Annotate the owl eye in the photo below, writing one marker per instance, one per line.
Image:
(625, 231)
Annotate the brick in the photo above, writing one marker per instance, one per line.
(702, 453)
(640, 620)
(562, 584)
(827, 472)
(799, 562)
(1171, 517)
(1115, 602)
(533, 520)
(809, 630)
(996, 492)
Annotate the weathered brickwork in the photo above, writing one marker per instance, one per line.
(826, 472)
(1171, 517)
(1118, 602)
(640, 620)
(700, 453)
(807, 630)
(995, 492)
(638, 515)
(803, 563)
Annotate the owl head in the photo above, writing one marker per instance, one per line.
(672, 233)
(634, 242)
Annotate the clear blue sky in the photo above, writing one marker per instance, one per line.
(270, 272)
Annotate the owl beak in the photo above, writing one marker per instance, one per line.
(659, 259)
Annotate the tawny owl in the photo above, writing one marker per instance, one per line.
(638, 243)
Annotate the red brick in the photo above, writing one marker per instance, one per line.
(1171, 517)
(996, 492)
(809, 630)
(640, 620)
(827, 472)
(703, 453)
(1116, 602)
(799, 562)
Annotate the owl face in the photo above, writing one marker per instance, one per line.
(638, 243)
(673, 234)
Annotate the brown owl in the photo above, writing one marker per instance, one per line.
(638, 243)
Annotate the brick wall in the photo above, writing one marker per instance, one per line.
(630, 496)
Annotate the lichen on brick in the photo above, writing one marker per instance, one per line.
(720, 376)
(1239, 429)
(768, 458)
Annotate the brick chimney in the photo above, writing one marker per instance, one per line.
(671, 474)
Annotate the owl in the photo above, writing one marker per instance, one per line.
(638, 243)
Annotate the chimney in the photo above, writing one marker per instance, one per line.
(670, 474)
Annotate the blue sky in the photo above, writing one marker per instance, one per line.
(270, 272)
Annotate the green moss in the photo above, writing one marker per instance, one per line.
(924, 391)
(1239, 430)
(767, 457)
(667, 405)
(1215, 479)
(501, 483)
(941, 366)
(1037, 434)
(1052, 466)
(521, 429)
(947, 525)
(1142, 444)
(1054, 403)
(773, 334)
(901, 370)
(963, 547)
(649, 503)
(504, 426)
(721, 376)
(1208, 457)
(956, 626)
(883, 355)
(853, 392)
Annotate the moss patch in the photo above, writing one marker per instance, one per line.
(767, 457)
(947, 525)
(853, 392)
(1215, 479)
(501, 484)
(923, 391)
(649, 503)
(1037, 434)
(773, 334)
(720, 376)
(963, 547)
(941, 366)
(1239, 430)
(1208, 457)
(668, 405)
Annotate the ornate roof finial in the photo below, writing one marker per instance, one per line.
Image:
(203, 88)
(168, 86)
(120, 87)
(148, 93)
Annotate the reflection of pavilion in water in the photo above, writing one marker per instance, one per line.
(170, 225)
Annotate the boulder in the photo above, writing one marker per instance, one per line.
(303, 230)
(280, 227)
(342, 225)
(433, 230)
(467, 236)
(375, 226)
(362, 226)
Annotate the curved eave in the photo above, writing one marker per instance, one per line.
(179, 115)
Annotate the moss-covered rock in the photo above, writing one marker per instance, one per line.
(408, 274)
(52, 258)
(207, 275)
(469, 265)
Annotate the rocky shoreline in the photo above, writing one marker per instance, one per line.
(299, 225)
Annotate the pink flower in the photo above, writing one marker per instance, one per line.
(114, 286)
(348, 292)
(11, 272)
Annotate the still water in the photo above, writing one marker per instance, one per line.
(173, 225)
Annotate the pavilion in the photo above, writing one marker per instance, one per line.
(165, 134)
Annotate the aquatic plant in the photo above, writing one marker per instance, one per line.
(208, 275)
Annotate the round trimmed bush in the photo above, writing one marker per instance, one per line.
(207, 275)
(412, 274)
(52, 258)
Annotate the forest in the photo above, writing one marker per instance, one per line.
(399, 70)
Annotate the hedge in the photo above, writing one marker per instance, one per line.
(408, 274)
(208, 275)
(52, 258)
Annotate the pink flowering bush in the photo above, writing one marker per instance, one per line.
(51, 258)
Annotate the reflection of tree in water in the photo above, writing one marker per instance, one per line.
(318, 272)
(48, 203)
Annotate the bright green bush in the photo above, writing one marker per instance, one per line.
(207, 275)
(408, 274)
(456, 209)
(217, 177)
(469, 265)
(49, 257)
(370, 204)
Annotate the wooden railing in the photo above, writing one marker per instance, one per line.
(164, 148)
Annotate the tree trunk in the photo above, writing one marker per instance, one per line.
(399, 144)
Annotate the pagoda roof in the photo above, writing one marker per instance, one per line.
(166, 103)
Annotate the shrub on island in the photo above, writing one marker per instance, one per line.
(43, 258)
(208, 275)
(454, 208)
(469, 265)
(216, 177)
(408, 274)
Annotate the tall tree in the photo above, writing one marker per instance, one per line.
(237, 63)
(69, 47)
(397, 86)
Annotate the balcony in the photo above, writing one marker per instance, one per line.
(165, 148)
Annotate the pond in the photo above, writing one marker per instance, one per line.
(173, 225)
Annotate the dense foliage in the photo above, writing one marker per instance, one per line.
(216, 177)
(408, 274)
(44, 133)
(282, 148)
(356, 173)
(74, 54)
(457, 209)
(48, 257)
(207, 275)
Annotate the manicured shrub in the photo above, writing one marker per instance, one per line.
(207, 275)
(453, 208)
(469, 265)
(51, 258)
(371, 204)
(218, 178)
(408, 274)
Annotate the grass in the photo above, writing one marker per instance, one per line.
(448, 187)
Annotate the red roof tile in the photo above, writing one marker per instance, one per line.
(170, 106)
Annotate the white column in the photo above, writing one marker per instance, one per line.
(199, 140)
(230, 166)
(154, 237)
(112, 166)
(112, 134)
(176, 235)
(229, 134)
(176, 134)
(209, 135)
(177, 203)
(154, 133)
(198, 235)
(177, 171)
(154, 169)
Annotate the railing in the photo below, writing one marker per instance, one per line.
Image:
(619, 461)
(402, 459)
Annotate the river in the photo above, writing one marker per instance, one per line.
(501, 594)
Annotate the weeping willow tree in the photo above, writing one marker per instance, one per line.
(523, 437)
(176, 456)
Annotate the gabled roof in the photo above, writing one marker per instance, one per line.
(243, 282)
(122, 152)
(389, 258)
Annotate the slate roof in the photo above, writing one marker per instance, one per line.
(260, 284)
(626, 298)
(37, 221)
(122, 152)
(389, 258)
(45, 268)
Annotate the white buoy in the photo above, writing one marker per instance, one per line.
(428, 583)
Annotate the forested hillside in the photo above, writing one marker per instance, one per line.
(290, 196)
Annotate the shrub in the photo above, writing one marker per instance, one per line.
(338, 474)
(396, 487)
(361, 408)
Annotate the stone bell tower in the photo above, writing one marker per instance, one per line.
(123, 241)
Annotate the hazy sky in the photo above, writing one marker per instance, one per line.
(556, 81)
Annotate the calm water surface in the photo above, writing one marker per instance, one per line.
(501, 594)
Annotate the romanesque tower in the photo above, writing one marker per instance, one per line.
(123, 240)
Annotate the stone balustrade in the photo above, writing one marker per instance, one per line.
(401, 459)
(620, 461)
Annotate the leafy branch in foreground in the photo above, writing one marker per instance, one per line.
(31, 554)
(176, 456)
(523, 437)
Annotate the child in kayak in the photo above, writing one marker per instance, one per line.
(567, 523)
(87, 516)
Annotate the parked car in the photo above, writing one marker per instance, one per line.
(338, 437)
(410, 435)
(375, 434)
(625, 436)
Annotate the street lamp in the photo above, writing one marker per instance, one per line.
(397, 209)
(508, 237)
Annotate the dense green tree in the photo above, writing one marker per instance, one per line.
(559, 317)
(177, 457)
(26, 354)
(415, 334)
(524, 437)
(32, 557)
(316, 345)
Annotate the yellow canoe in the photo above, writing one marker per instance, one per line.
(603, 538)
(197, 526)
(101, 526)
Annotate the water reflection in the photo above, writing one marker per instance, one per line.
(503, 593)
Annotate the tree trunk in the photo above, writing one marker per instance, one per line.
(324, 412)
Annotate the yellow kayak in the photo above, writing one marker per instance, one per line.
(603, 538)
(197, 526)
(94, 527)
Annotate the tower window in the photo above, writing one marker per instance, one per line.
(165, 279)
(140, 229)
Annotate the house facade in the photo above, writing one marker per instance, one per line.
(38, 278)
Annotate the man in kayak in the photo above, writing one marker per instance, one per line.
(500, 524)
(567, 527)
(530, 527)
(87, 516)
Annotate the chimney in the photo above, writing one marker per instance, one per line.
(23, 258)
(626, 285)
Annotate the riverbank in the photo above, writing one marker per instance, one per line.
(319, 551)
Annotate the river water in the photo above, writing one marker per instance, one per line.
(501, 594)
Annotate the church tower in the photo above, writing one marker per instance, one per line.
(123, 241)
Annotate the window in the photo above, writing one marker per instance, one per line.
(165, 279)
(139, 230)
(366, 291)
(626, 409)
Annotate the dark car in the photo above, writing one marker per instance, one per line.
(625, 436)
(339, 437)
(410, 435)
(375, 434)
+--
*What is expected*.
Beginning at the line that contains "Annotate the tower", retype each line of the listing up to and including the last one, exactly as it stands, and nothing else.

*Task solution*.
Annotate the tower window in the photo above, writing one marker per instance, one per line.
(165, 279)
(140, 229)
Annotate the house facade in the photo above, writing one marker per instance, one per line.
(38, 278)
Annotate the man in kayak in the photo above, writing one marker per instance, one per line.
(500, 524)
(567, 527)
(530, 527)
(87, 516)
Annotate the chimney in the photo above, writing one marker per instance, one per line.
(23, 258)
(626, 285)
Annotate the riverbank in the photo above, writing one marker per instance, one per line.
(319, 551)
Annotate the river water in the photo above, writing one marker per instance, one per line.
(501, 594)
Annotate the church tower in the photo above, writing one marker per instance, one per line.
(123, 241)
Annotate the window in the photo above, writing one marker per instance, one per line.
(165, 279)
(139, 230)
(366, 291)
(626, 409)
Annotate the dark car in the photo above, writing one marker per instance, one per line.
(625, 436)
(339, 437)
(410, 435)
(375, 434)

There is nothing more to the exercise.